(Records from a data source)
....
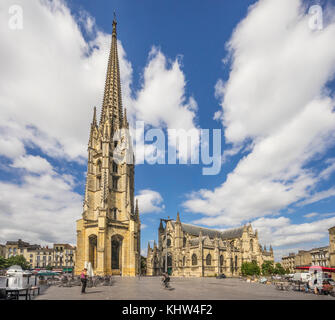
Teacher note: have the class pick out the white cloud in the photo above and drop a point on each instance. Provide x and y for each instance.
(311, 215)
(34, 164)
(275, 102)
(149, 201)
(42, 209)
(162, 102)
(282, 234)
(51, 86)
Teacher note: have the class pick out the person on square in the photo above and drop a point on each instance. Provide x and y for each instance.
(83, 279)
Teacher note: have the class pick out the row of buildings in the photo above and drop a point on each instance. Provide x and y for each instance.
(323, 256)
(60, 256)
(193, 251)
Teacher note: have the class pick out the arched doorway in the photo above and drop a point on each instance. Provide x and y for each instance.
(116, 255)
(92, 252)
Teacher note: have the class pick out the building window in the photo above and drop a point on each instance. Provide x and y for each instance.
(208, 260)
(99, 167)
(114, 213)
(194, 259)
(251, 245)
(115, 182)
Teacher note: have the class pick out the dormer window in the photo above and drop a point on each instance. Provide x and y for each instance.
(98, 167)
(114, 213)
(115, 183)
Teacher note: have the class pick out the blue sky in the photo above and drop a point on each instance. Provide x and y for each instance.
(261, 74)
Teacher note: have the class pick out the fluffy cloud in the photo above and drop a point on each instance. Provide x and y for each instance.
(281, 232)
(51, 77)
(149, 201)
(51, 86)
(276, 104)
(42, 209)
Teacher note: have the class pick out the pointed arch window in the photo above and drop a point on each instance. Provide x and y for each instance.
(114, 213)
(115, 167)
(99, 167)
(115, 183)
(208, 260)
(184, 242)
(194, 259)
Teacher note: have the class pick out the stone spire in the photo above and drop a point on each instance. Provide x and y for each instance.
(93, 125)
(136, 208)
(178, 218)
(112, 102)
(161, 226)
(125, 123)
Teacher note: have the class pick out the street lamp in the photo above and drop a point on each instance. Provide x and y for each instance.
(166, 221)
....
§ **Goal**
Produce an exact copy of each line of data, skipping embedded images.

§ **Answer to the problem**
Teacher note: have the class pick out the white cloud in the photo above and drop a point on each instance. Provide x and y for each instance.
(311, 215)
(34, 164)
(275, 102)
(149, 201)
(42, 209)
(162, 102)
(282, 234)
(51, 86)
Teacher note: have the class pick out the person on square in the photo above and drop a point on each instance. Provide x and y for each instance.
(83, 279)
Teacher note: have the class pick out the row of buildings in the photo above and drop a point on each instance. Provide x and y for each instance.
(323, 256)
(60, 256)
(193, 251)
Teacher note: have the class pick out the arched doorway in the photo above and drop a point on each instance. Provide x and y for each instance.
(116, 255)
(92, 252)
Teacher note: have the class pick out the building window in the photo above and drop a point on each instance. Provide x and y for each instance.
(208, 260)
(99, 167)
(114, 213)
(194, 259)
(251, 245)
(115, 182)
Teacher note: have the class pick out the dormer window in the photo above and drop a point on each instance. Provide x and y for each instance.
(98, 167)
(114, 213)
(115, 183)
Teacher note: have the class pick out the blue sky in the photo above and drop a point on each instance. Provide x and y for each instance.
(261, 74)
Teacher note: have the class pick out the fluffy cloud in the photo above and drop a point on each instance. Provide x and y for each instance.
(281, 232)
(51, 77)
(149, 201)
(51, 86)
(276, 104)
(42, 209)
Teacher note: have the class pick out the pointed arch window in the photo above and drop a point on each instance. Provide x and y for each instance.
(114, 213)
(115, 167)
(99, 167)
(115, 183)
(208, 260)
(184, 242)
(194, 259)
Teacher note: have the class pick out the stone spire in the photo above and drop a point on each instance. Provide x and y for each instance.
(93, 125)
(136, 208)
(178, 218)
(112, 102)
(161, 226)
(125, 123)
Teacher note: have the class pick out the street lamp in the photo above and drop a point on each instance. Provide x and y for each instance.
(166, 221)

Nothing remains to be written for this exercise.